Extrait fourni –

Je souhaiterais enfin vous poser une question, monsieur le président : l'excédent budgétaire des Pays-Bas ne doit-il pas aussi être mis en relation avec une certaine précarisation de l'emploi ? Vous n'abordez pas le sujet, mais vous parlez d'un grand nombre d'auto-entrepreneurs, un terme dont je me méfie, car il peut aussi désigner de faux entrepreneurs. Un autre de nos voisins affiche lui aussi un très fort excédent budgétaire - plusieurs centaines de milliards d'euros - et connaît une précarisation certaine de l'emploi.

Mme Pascale Gruny . - Nos collègues néerlandais se caractérisent en effet par leur franchise et leur qualité de négociateurs. Ils ont toute leur place au sein des institutions européennes et il est important de dialoguer avec eux.

Je souhaite aborder le sujet du trafic de drogue. La dépénalisation de la consommation n'empêche pas les trafics de prospérer, particulièrement dans la région des Hauts-de-France. Avez-vous évoqué ce sujet avec vos interlocuteurs ?

Mme Gisèle Jourda . - Ce rapport sur un pays voisin que l'on connaît mal, et qui joue un rôle important en Europe, est très intéressant.

Données fournies –
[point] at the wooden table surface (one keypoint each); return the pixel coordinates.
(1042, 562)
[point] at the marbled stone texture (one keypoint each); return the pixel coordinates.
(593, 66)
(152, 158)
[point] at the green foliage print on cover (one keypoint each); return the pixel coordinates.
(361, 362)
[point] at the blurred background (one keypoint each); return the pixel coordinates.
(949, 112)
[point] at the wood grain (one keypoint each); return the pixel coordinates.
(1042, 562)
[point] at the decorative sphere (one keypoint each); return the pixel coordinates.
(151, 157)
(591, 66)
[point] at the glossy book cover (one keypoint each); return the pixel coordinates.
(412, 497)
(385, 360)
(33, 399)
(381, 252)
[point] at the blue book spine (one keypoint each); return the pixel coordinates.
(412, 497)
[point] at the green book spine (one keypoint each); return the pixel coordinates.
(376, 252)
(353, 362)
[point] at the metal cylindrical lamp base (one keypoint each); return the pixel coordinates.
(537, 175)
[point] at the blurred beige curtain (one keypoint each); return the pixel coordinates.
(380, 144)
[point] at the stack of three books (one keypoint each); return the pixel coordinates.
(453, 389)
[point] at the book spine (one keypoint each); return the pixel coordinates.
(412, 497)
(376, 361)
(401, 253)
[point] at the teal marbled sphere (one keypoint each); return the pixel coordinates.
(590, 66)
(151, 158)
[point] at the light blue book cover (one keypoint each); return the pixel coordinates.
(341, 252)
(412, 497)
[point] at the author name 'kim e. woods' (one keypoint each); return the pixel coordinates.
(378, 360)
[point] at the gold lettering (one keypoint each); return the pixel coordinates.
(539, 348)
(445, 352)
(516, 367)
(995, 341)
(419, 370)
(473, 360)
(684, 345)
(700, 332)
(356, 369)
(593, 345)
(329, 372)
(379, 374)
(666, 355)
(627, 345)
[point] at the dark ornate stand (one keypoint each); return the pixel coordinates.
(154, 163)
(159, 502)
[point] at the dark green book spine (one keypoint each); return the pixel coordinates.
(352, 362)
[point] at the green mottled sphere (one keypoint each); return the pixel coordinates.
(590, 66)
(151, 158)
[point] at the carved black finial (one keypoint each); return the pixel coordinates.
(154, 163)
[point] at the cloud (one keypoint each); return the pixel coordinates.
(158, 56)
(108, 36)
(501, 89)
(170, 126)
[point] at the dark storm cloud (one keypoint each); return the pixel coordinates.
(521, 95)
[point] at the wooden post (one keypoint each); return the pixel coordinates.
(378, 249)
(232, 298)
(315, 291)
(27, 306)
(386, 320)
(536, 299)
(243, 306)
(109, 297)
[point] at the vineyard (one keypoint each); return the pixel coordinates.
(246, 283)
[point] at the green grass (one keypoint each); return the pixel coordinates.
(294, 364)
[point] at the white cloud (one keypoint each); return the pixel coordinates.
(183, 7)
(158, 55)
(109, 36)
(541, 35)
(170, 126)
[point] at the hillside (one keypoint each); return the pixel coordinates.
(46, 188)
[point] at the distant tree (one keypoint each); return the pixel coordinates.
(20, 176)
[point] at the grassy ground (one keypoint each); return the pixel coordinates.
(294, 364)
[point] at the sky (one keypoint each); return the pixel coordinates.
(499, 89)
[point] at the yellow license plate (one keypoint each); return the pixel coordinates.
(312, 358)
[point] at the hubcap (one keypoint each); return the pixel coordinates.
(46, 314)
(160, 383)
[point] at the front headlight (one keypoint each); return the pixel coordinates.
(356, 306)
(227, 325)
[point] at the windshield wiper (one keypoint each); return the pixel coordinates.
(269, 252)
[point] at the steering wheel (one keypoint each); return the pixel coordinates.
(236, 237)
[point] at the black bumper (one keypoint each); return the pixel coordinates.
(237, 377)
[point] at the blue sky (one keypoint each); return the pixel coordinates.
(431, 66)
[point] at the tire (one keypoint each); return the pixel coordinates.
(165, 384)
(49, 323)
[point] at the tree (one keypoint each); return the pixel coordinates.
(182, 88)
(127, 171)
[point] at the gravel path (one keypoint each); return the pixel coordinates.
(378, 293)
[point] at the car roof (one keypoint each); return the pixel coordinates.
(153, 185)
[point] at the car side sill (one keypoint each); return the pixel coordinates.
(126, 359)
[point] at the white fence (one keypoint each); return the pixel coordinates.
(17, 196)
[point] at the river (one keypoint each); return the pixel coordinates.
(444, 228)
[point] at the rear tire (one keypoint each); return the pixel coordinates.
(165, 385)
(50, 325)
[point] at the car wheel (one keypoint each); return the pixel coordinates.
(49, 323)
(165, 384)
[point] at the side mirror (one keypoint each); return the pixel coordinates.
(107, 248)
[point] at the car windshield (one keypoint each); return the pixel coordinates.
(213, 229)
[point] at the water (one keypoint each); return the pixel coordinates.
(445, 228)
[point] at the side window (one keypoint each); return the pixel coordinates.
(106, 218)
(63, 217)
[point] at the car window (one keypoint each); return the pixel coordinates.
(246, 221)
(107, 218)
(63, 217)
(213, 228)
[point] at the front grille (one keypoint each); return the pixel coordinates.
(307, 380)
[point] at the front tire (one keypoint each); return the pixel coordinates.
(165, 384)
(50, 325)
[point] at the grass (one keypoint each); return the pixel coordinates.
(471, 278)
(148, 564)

Travail demandé –
a - Affichez chaque ligne de la liste ci-dessus qui contient le mot « cover », en tenant compte de la casse.
b - Poursuivez l'extrait du débat sur les Pays-Bas en reprenant après sa dernière phrase.

Résultats des tâches –
a -
[point] at the green foliage print on cover (one keypoint each); return the pixel coordinates.
[point] at the glossy book cover (one keypoint each); return the pixel coordinates.
[point] at the light blue book cover (one keypoint each); return the pixel coordinates.

b -
Quelques mots sur Europol et Eurojust. Ayant participé à la commission d'enquête sur les frontières de l'espace Schengen, j'ai pu observer qu'en matière de coopération policière, judiciaire ou douanière, des difficultés subsistaient entre pays membres en matière d'harmonisation et d'échanges d'informations. Le rapport évoque la nécessité de regards conjoints pour mener des enquêtes, mais nous avons constaté, lors de la mise en place des dossiers de biométrie pour le contrôle aux frontières, que l'on se heurtait à des difficultés tenant principalement à une certaine appréhension à transmettre les données et à une absence d'uniformisation des systèmes informatiques.

Le rapport évoque une simplification de la transmission des mandats d'arrêt internationaux après le retrait du Royaume-Uni. Lorsque nous avons auditionné les représentants d'Eurojust, ils ont pourtant mis l'accent sur certaines difficultés à prévoir. Ce point mériterait d'être approfondi.

M. Jean Bizet , président . - Le rapport évoque le chiffre d'1 million d'auto-entrepreneurs au moins aux Pays-Bas, et il est vrai que ces petits boulots peuvent cacher des salaires peu élevés. C'est une tendance générale en Europe du Nord. Le Gouvernement néerlandais entend rééquilibrer le modèle de flexisécurité au moyen d'un meilleur encadrement du statut des travailleurs indépendants. Mais l'équilibre politique du pays est extrêmement fragile.

Pour répondre à votre question sur le trafic de drogue, madame Gruny, nous vous transmettrons un article paru dans Le Monde le 5 mars, dans lequel les syndicats de police néerlandais considèrent que 30 ans de politique de dépénalisation ont fait des Pays-Bas un État de narcotrafiquants...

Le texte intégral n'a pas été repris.